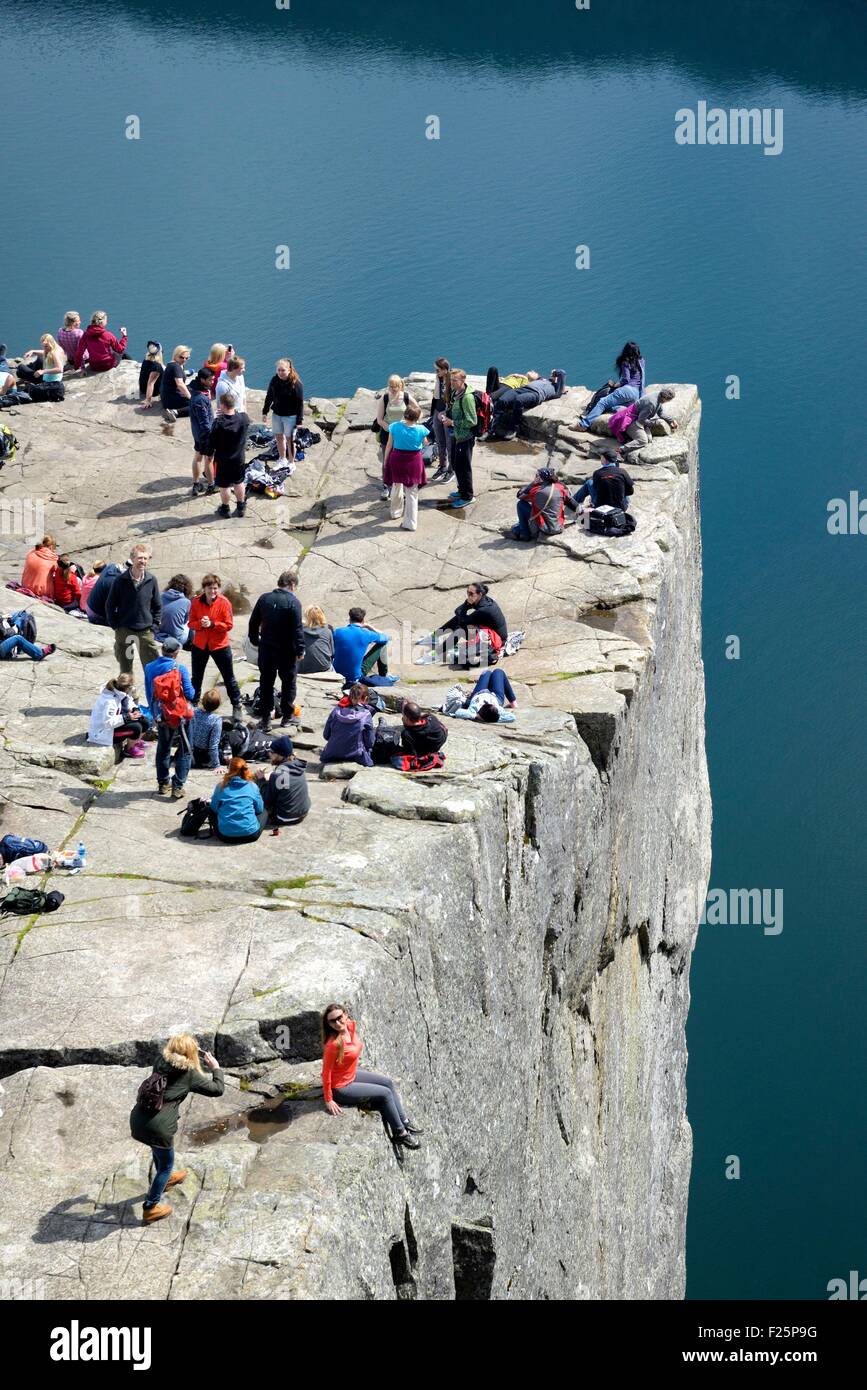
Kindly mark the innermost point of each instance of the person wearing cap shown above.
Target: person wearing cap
(170, 736)
(284, 790)
(150, 374)
(541, 508)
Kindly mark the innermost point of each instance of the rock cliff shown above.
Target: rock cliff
(507, 931)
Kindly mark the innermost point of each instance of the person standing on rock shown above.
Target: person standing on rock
(153, 1121)
(463, 419)
(285, 396)
(210, 622)
(134, 610)
(228, 441)
(345, 1083)
(277, 631)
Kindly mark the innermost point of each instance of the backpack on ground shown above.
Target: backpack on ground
(17, 847)
(7, 445)
(195, 816)
(28, 901)
(25, 623)
(610, 521)
(168, 694)
(484, 412)
(152, 1091)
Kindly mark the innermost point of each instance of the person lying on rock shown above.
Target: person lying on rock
(512, 401)
(474, 637)
(541, 508)
(284, 790)
(491, 701)
(178, 1072)
(345, 1083)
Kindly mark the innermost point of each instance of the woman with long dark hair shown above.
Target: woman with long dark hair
(631, 384)
(342, 1082)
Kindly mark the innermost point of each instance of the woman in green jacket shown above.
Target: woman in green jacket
(157, 1126)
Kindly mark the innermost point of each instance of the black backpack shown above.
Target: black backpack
(195, 816)
(28, 901)
(152, 1093)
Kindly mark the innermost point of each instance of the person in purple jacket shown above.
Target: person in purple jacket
(349, 730)
(631, 377)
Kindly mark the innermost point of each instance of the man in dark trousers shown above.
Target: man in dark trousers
(134, 610)
(277, 630)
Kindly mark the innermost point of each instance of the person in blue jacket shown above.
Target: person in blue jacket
(238, 813)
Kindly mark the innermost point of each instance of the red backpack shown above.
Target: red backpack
(174, 704)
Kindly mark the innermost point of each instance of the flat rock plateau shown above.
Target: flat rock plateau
(509, 931)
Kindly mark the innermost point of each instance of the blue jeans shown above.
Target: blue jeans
(521, 528)
(621, 396)
(164, 1161)
(184, 754)
(20, 644)
(495, 681)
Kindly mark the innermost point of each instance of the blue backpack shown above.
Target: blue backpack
(15, 847)
(25, 623)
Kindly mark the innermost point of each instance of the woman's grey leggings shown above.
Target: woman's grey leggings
(381, 1091)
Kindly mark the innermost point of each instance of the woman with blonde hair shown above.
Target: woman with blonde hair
(318, 642)
(178, 1072)
(238, 813)
(345, 1083)
(285, 396)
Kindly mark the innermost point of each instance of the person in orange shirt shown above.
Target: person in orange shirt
(343, 1082)
(38, 576)
(210, 622)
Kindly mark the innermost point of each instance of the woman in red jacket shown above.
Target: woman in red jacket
(210, 622)
(343, 1082)
(102, 349)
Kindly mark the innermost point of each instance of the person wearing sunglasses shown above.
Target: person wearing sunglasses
(343, 1083)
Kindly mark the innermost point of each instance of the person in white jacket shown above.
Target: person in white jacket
(116, 719)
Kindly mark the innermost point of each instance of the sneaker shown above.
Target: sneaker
(157, 1212)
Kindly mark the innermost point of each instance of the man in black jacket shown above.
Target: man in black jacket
(277, 628)
(285, 791)
(134, 610)
(421, 733)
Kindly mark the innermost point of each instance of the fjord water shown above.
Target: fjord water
(306, 128)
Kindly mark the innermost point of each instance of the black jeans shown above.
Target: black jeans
(463, 467)
(223, 660)
(273, 662)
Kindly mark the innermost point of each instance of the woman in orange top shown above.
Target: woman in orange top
(210, 622)
(343, 1082)
(39, 569)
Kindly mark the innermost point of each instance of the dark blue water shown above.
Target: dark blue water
(306, 128)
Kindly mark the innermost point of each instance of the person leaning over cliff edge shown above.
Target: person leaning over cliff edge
(345, 1083)
(154, 1116)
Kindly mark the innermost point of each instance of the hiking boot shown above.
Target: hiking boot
(157, 1212)
(406, 1139)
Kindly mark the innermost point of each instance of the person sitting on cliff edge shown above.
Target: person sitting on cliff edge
(345, 1083)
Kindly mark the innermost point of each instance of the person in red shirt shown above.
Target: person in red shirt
(67, 584)
(210, 622)
(343, 1082)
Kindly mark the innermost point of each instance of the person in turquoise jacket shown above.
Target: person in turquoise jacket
(238, 813)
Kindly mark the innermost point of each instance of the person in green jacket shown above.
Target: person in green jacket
(463, 417)
(157, 1127)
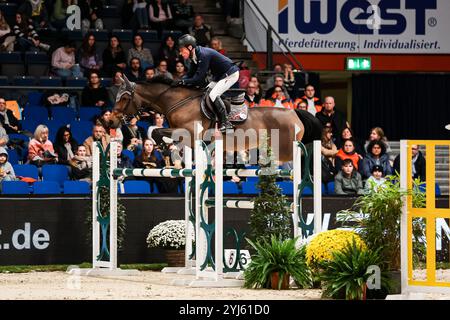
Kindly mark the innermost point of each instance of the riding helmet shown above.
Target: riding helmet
(187, 40)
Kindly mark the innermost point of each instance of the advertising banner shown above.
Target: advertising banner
(352, 26)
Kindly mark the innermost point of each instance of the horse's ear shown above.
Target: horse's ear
(128, 83)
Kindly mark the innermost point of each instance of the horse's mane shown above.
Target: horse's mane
(159, 79)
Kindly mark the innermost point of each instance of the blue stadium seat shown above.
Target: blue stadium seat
(46, 187)
(24, 81)
(76, 82)
(38, 114)
(35, 98)
(13, 156)
(11, 64)
(29, 125)
(37, 63)
(230, 187)
(81, 130)
(50, 81)
(249, 187)
(129, 154)
(123, 35)
(100, 35)
(88, 113)
(76, 187)
(26, 170)
(55, 172)
(53, 127)
(287, 187)
(148, 35)
(63, 114)
(174, 33)
(4, 81)
(106, 82)
(136, 187)
(15, 187)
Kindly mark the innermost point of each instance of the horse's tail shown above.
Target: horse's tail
(313, 127)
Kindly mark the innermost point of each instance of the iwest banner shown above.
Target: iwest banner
(352, 26)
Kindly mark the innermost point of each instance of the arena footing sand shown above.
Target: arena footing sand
(148, 285)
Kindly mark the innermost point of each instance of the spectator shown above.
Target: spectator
(376, 180)
(7, 119)
(40, 148)
(26, 36)
(59, 15)
(113, 57)
(138, 51)
(331, 117)
(133, 136)
(98, 135)
(134, 71)
(160, 16)
(81, 165)
(347, 133)
(163, 71)
(63, 61)
(313, 103)
(183, 14)
(252, 99)
(94, 94)
(348, 181)
(216, 44)
(159, 124)
(180, 71)
(114, 88)
(103, 120)
(140, 13)
(123, 161)
(65, 145)
(169, 52)
(89, 15)
(259, 90)
(201, 31)
(418, 164)
(36, 11)
(149, 73)
(278, 99)
(89, 58)
(329, 152)
(376, 155)
(279, 82)
(377, 134)
(277, 71)
(7, 37)
(348, 152)
(3, 137)
(6, 169)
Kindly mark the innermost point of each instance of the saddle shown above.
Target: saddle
(234, 102)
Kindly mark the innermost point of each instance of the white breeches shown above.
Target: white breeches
(223, 85)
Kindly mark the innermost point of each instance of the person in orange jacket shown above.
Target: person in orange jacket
(277, 100)
(313, 103)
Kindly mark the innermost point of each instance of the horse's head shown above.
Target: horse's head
(126, 104)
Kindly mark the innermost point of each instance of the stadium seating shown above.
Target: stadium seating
(76, 187)
(15, 187)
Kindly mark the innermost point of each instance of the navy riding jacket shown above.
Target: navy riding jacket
(209, 59)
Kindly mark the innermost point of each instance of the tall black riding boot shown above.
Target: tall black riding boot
(224, 123)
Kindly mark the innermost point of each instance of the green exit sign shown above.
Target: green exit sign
(358, 64)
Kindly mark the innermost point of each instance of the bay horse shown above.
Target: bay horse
(181, 107)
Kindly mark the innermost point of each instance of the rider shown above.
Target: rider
(225, 74)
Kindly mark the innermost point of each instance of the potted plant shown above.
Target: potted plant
(274, 262)
(171, 236)
(347, 273)
(376, 218)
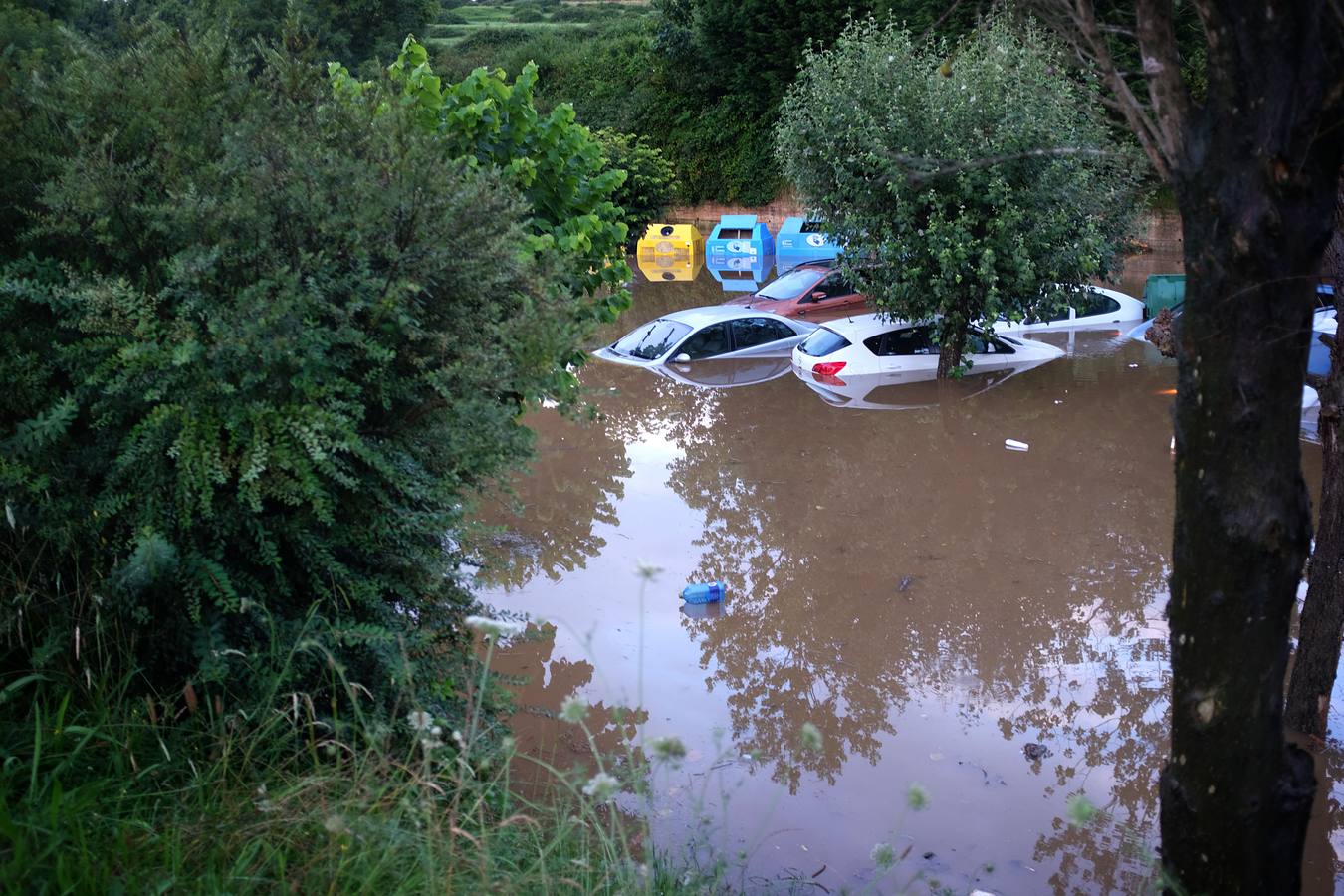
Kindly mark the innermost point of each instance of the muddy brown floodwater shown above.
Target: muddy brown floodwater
(983, 622)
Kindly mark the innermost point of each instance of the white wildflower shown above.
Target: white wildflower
(494, 627)
(572, 711)
(601, 787)
(809, 737)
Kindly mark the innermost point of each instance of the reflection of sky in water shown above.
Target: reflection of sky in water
(928, 599)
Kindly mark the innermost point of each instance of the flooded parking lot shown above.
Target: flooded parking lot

(ASSIGNMENT):
Write out, word for word, the line containing "Target: muddy brown floodwater" and all the lines after it in the entries above, and nothing more.

(TASK OUTPUT):
Target: muddy brown floodwater
(983, 622)
Kindly mark the innermost point of each instance of the white wildflower shown above.
Target: white wildflower
(494, 627)
(572, 711)
(601, 787)
(809, 737)
Kindly mark the innermost point of each instance of the reflection of sky in water shown above.
Target: reflection of sky in water
(928, 599)
Kindly mark the innermost point of each instance of the flooded parking lot shown above.
Target: flooded parking lot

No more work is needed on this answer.